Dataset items
########################################

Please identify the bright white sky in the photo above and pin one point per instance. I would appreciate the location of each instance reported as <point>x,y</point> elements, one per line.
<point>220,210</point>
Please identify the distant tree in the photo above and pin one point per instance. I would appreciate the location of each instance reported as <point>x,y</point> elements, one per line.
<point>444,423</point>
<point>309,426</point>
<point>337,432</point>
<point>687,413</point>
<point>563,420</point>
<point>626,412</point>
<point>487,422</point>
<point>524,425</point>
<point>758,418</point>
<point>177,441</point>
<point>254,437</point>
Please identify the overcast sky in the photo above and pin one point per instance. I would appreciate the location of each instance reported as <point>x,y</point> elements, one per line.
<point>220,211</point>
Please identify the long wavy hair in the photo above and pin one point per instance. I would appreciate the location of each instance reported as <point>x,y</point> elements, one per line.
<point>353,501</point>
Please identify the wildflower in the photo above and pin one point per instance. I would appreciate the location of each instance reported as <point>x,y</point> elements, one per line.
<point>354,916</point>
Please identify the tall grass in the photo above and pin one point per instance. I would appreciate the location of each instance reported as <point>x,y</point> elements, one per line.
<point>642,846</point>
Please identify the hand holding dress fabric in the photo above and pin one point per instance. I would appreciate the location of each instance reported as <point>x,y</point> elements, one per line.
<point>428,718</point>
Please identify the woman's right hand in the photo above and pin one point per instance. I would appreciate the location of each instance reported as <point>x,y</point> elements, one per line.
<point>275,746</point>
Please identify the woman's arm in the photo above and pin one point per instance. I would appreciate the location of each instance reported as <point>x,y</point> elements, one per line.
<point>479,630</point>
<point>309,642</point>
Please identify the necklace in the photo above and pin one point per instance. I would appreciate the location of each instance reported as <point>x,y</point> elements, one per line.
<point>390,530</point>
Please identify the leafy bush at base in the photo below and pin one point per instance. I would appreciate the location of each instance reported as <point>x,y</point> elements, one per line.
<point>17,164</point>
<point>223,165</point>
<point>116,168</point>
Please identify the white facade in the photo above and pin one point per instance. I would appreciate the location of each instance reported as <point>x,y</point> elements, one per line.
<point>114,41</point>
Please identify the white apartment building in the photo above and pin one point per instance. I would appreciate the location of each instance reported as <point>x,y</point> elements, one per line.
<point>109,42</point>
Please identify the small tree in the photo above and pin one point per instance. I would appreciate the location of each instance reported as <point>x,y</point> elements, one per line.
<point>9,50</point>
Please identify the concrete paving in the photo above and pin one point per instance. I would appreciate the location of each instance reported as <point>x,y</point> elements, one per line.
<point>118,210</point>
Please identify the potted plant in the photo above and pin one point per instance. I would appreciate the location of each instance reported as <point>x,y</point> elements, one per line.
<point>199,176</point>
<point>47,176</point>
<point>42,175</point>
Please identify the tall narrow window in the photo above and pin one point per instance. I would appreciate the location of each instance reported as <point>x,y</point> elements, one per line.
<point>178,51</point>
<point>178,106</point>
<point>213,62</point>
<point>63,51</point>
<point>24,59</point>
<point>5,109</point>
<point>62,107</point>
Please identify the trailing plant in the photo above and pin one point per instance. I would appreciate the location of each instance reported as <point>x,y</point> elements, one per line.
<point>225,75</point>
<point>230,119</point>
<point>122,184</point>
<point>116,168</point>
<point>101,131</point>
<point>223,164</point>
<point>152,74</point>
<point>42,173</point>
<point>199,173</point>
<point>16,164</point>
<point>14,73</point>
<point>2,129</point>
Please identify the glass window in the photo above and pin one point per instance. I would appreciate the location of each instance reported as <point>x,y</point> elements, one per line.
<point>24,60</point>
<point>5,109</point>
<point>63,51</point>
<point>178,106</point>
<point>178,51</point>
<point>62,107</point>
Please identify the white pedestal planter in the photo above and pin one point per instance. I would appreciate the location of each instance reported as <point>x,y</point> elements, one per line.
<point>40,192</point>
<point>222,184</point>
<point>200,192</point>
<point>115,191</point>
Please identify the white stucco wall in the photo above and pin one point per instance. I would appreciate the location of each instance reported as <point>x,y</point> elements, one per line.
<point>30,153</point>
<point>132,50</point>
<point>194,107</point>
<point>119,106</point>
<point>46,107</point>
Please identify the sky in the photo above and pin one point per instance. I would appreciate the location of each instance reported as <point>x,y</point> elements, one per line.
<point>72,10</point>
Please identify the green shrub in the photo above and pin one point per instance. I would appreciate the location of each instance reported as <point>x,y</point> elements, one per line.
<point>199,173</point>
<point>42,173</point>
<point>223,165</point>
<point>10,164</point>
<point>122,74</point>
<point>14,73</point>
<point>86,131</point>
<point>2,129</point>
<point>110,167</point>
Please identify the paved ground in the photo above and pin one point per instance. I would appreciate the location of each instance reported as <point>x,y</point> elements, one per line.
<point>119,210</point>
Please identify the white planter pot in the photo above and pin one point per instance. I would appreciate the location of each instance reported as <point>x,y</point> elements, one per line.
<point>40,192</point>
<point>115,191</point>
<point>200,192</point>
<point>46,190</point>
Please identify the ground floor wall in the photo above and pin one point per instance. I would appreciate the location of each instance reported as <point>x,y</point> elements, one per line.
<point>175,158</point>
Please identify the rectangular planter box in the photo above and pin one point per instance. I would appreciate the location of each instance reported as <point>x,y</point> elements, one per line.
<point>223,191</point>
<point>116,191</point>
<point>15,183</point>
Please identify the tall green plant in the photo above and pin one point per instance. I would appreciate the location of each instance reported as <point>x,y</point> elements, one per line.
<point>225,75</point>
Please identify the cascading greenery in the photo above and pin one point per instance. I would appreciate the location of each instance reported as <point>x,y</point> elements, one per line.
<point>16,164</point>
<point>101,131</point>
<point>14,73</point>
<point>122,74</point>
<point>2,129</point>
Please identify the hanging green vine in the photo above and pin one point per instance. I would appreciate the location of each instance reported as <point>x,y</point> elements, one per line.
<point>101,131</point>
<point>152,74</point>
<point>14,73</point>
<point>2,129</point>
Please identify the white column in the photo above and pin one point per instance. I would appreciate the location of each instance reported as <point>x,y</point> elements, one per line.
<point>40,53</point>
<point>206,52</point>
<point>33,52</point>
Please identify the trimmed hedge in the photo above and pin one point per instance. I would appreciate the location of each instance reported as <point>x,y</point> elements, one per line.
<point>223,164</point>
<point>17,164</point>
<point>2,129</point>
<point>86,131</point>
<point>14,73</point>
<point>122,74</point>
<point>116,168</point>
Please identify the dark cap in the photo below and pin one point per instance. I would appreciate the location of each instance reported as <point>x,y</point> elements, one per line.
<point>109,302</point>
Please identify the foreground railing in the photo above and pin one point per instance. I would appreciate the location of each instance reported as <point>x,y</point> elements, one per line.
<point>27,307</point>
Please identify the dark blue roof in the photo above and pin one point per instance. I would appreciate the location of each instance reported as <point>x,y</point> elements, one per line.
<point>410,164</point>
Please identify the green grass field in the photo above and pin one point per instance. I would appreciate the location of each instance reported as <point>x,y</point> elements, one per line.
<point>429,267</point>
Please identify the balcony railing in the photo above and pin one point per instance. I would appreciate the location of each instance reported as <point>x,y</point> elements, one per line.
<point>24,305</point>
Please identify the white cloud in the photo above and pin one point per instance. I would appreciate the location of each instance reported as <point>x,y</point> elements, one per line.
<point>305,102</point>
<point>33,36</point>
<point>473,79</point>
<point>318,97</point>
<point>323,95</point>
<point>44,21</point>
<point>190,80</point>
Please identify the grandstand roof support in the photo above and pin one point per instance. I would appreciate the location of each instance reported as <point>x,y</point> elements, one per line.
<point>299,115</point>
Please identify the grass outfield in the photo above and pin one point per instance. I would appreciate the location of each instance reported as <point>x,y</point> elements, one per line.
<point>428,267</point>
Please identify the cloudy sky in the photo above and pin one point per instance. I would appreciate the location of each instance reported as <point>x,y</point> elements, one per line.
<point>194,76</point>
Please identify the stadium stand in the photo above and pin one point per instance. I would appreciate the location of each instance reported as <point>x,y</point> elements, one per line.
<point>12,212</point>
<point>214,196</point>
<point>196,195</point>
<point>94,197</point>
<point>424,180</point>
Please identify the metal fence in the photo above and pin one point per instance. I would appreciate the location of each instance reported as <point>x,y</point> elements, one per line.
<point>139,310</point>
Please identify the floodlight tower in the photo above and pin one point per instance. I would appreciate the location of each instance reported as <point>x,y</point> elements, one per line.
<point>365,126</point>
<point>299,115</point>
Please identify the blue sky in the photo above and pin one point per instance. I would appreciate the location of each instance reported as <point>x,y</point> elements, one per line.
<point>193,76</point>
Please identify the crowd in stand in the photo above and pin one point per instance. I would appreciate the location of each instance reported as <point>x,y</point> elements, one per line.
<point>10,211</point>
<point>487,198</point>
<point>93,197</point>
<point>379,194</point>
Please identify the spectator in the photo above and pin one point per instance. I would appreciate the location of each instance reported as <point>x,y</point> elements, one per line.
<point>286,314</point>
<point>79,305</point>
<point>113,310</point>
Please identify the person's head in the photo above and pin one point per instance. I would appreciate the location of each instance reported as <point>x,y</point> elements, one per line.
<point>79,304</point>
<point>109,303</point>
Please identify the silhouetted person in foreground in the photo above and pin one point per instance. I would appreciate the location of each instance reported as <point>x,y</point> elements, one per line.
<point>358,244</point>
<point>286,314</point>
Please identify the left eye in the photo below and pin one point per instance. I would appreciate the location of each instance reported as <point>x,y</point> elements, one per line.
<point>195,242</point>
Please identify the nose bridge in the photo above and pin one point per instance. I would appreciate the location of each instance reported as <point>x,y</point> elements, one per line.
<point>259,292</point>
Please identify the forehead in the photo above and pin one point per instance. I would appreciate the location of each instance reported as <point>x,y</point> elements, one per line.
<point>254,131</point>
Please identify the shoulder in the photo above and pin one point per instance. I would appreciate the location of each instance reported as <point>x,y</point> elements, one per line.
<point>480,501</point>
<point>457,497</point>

########################################

● **Work request**
This task calls for an exact reproduction of the lines that start at the one containing "Please identify the shoulder" and continue to the end of the entries above.

● **Solution to this task**
Please identify the shoulder in the photo above and pin one point per instance. I would appreciate the location of each instance reported as <point>x,y</point> elements, one per line.
<point>480,501</point>
<point>457,497</point>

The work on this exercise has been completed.